DATA PROVIDED:
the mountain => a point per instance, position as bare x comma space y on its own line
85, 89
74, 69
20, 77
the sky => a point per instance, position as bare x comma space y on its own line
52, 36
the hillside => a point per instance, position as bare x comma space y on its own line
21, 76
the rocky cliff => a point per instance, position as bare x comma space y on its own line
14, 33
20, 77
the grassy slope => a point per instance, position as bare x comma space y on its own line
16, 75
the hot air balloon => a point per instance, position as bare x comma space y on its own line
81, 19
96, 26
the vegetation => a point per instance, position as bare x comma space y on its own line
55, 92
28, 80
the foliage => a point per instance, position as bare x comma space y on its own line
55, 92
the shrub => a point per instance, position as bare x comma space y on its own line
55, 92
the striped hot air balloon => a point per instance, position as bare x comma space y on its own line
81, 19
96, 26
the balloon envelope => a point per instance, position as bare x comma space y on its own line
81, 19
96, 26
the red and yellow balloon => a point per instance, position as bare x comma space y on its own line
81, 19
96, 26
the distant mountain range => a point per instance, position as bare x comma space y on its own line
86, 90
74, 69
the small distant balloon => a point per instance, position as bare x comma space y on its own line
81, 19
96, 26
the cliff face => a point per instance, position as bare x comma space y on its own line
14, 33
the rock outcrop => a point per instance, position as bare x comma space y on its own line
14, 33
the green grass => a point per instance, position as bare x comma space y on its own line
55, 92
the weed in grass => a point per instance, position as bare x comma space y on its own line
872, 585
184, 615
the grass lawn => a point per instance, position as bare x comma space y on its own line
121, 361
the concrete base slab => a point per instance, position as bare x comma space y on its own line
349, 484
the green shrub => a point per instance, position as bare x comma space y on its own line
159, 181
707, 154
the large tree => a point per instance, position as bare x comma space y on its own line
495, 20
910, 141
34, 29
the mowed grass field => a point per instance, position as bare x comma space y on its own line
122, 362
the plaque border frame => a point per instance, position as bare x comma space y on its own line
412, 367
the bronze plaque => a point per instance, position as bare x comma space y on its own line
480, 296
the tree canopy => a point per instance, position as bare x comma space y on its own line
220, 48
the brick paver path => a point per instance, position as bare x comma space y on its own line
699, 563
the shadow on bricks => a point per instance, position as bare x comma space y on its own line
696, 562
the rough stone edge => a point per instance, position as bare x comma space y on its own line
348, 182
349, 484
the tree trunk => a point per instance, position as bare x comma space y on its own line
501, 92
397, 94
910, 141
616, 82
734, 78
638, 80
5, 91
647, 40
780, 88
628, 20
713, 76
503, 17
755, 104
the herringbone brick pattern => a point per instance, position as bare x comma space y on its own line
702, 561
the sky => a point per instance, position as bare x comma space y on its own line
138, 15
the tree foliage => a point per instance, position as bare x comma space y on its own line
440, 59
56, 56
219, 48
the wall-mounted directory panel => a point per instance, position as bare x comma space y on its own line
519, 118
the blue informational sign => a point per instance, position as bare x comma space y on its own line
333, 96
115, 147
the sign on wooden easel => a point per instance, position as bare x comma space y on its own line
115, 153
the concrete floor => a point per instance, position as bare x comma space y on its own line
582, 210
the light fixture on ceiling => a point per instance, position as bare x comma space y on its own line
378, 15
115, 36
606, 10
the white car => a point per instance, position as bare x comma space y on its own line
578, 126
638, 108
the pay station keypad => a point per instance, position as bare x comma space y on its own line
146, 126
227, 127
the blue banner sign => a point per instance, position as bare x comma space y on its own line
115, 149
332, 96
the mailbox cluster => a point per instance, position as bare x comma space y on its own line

WRITTEN TASK: Reproduce the records above exactly as they appear.

RESULT OF THE TASK:
the mountain => a point per instance, position as bare x comma space y on its own line
85, 89
74, 69
20, 77
the sky => a point per instance, position as bare x comma space y on its own line
52, 36
the hillside => a point per instance, position as bare x comma space y on its own line
21, 76
the rocky cliff => a point per instance, position as bare x comma space y on its own line
14, 33
20, 77
the grassy slope => a point per instance, position as bare x comma space y on its own line
16, 75
the hot air balloon => a point per instance, position as bare x comma space y on its own line
81, 19
96, 26
the vegetation => a point per instance, position as bare x comma space y on its own line
55, 92
28, 80
the foliage => a point per instance, position as bare x comma space y on its own line
55, 92
the shrub => a point per instance, position as bare x comma space y on its own line
55, 92
the striped hot air balloon => a point per instance, position as bare x comma space y on its own line
81, 19
96, 26
the balloon envelope => a point per instance, position as bare x comma space y on its own line
81, 19
96, 26
the red and yellow balloon => a point per instance, position as bare x comma space y on its own line
81, 19
96, 26
the distant mountain range => a point per instance, position as bare x comma space y on its own line
86, 90
74, 69
the small distant balloon => a point per instance, position as bare x comma space y on its own line
81, 19
96, 26
the cliff face => a point per instance, position as bare x comma space y on its own line
14, 33
the rock outcrop => a point per instance, position as bare x comma space y on its own line
14, 33
the green grass => a point per instance, position as bare x comma space y on its own line
55, 92
the weed in grass => a point per instance, position as bare x comma space y on its own line
872, 585
184, 615
the grass lawn => a point per instance, position as bare x comma space y on its own line
121, 361
the concrete base slab => a point per instance, position as bare x comma space y on its own line
349, 484
the green shrub => a point per instance, position as bare x comma space y on its own line
159, 181
707, 154
the large tree => a point per instance, position as bare x comma space y on its own line
495, 20
910, 141
34, 29
the mowed grass field => a point per instance, position as bare x comma space y on its own line
122, 362
the plaque border frame => a point per instance, position as bare x comma space y on its own line
412, 367
the bronze plaque => a point per instance, position as bare x comma space y on its own line
480, 296
the tree canopy => a point per instance, position as bare x comma space y on its own line
220, 48
the brick paver path => a point per instance, position as bare x comma space y on its own line
699, 563
the shadow on bricks => a point per instance, position as bare x comma space y on its own line
696, 562
the rough stone edge => a point per instance, position as bare x comma space y on its own line
348, 182
349, 484
the tree trunk => a point per instance, position as bare x comma space y on its own line
501, 92
397, 94
910, 141
616, 82
734, 78
638, 80
5, 91
647, 40
780, 88
628, 20
713, 76
503, 17
755, 104
the herringbone brick pattern => a point per instance, position as bare x comma space y on its own line
702, 561
the sky => a point per instance, position as bare x comma space y on its own line
138, 15
the tree foliage => a point per instance, position as bare x comma space y on its own line
440, 59
56, 56
219, 48
the wall-mounted directory panel => a point per instance, position as bare x comma space y on its own line
519, 118
the blue informational sign => a point per instance, position as bare x comma space y on its own line
333, 96
115, 147
the sign on wooden easel => a point per instance, position as bare x comma space y on its own line
115, 153
the concrete floor => a point per instance, position as bare x comma space y on its own line
582, 210
the light fixture on ceiling => a point per instance, position as bare x comma space y on its own line
378, 15
115, 36
606, 10
the white car => a point per instance, position as bare x comma space y on its own line
578, 126
638, 108
the pay station keypad => a point per instance, position as bare x comma space y on its own line
146, 126
227, 127
the blue banner sign => a point per instance, position as bare x comma space y on its own line
115, 149
332, 96
the mailbox cluster => a point per instance, position as bare x comma space y on its own line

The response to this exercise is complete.